Omitting the pictures, restate all of the entries below exactly.

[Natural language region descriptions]

_____

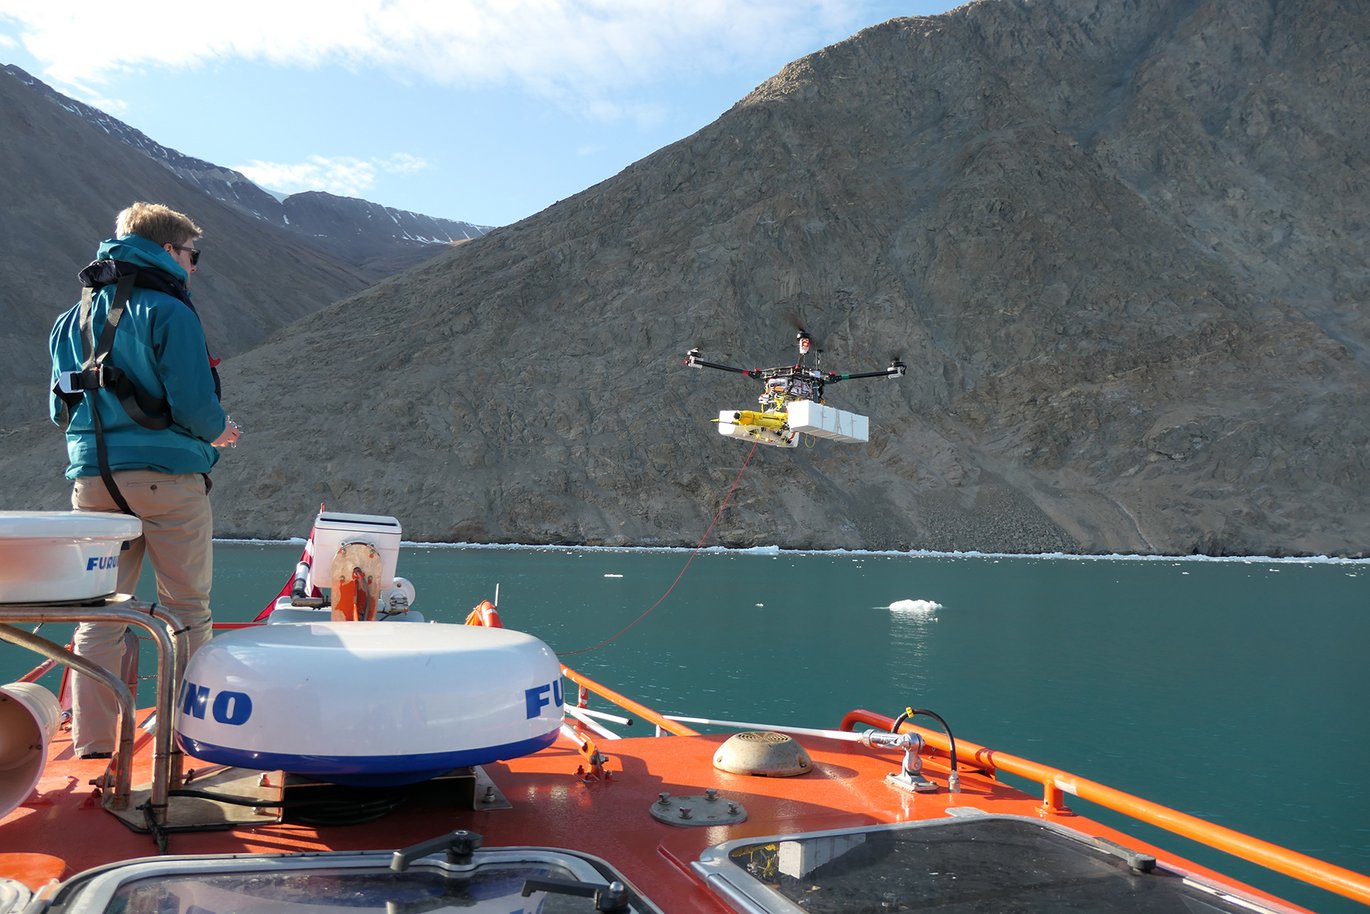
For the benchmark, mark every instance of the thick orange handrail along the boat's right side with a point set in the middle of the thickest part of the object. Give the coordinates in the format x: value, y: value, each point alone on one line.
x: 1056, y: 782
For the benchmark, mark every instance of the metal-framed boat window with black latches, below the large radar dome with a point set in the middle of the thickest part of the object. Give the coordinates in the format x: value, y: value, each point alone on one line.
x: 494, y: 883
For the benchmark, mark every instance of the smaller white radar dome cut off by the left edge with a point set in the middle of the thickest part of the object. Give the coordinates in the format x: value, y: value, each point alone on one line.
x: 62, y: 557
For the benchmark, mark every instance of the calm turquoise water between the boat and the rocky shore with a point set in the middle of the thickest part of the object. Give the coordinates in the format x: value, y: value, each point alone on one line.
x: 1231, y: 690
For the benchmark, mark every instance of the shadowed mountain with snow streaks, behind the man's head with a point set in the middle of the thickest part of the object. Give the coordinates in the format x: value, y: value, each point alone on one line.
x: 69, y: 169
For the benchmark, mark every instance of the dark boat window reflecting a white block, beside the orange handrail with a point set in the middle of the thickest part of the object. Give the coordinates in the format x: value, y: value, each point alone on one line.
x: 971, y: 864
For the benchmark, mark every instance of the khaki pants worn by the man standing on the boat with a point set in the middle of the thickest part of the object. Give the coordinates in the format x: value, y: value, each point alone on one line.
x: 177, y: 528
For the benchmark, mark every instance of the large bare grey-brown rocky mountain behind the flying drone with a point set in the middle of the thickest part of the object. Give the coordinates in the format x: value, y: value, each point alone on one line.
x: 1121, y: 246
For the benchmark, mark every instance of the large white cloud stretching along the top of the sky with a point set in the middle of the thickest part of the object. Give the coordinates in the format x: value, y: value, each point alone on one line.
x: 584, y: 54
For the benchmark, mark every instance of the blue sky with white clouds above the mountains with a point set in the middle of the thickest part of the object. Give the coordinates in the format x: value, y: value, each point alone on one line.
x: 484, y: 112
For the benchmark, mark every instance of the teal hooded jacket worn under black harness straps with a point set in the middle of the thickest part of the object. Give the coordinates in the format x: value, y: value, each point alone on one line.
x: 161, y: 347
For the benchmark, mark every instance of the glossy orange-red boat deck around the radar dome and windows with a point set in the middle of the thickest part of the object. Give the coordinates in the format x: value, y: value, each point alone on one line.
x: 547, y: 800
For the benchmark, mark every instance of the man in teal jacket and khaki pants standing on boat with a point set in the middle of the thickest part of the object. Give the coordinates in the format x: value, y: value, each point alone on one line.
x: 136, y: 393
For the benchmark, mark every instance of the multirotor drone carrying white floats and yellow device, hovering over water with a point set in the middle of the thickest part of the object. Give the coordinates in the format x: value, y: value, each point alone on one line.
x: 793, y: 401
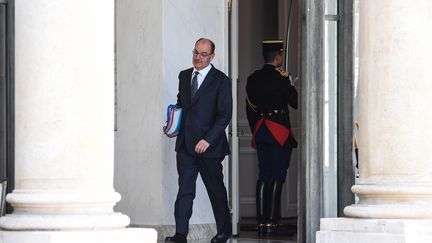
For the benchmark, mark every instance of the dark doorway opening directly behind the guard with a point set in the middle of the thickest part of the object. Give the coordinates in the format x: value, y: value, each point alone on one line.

_____

EXERCISE ANSWER:
For the benchmark, mark every instance of the thick orange handrail along the boat's right side with a point set in the middle of the thickest part of the object. Give the coordinates in the format x: value, y: value, each point alone on one line.
x: 1056, y: 782
For the benchmark, mark every instance of the metal-framed boat window with black latches, below the large radar dome with a point set in the middle of the thickest part of the object. Give the coordinates in the format x: value, y: value, each point alone on one line.
x: 494, y: 883
For the benchmark, mark every instance of the smaller white radar dome cut off by the left edge with a point set in the middle of the thickest part of the object. Give the coordinates in the format x: value, y: value, each point alone on one line.
x: 62, y: 557
For the benchmark, mark every instance of the calm turquoise water between the boat and the rocky shore with a point set in the middle of the thickest part of the object. Give the coordinates in the format x: value, y: value, each point alone on one line.
x: 1231, y: 690
For the benchmark, mark every instance of the shadowed mountain with snow streaks, behind the man's head with a point set in the middle of the thickest part of the object. Give the coordinates in the format x: value, y: value, each point alone on one line.
x: 69, y: 169
For the benchmark, mark every instance of the dark boat window reflecting a white block, beside the orange handrail with a point set in the middle of the thickest part of the object. Give the coordinates in the format x: value, y: value, each point alone on one line.
x: 971, y: 864
For the benchmark, mark every instance of the khaki pants worn by the man standing on the boat with a point set in the middle of the thickest part of the object. Give the coordinates in the format x: value, y: value, each point alone on one line.
x: 177, y: 528
For the benchmark, mark every instance of the large bare grey-brown rocky mountain behind the flying drone with a point set in the middle of the thickest part of the object. Give the coordinates in the format x: value, y: value, each point alone on one line.
x: 1121, y: 246
For the benchmark, mark every instance of the large white cloud stretching along the top of the sky with a point set in the middle of the thickest part of the object. Give the coordinates in the format x: value, y: value, each point alone on one line.
x: 584, y: 54
For the benchmark, mark every instance of the blue sky with white clouds above the mountains with a point set in the middle of the thickest part of the object. Give the coordinates in the format x: value, y: value, each point alone on one line.
x: 484, y: 112
For the benchmark, mark every instance of the teal hooded jacket worn under black harness straps with a point set in the middle of the thickest part of the object. Give the coordinates in the format x: value, y: value, each point alone on one line.
x: 161, y: 347
For the benchmark, mark every instance of the glossy orange-red boat deck around the radar dome and windows with a point set in the middle of the thickest part of the object. Give the coordinates in the format x: value, y: value, each point alone on one line.
x: 547, y: 800
For the benchmark, mark every instance of the man in teal jacket and khaki pants standing on boat with a point set in the middle of the thickest part of the object. Give the coordinates in the format x: value, y: value, each point alone on one line.
x: 136, y: 393
For the benchmark, mark every instance of the multirotor drone carrying white floats and yellow device, hovering over water with a point set in the middle of the thickest part of the object. Give the coordinates in the format x: value, y: value, each point alone on one line.
x: 793, y: 401
For the benchmark, mark every instance of the dark doorway opening directly behind the guard with a point set in the middle of the thickest part of the object. Give the coordinates in the format x: value, y: value, each point alone on one line.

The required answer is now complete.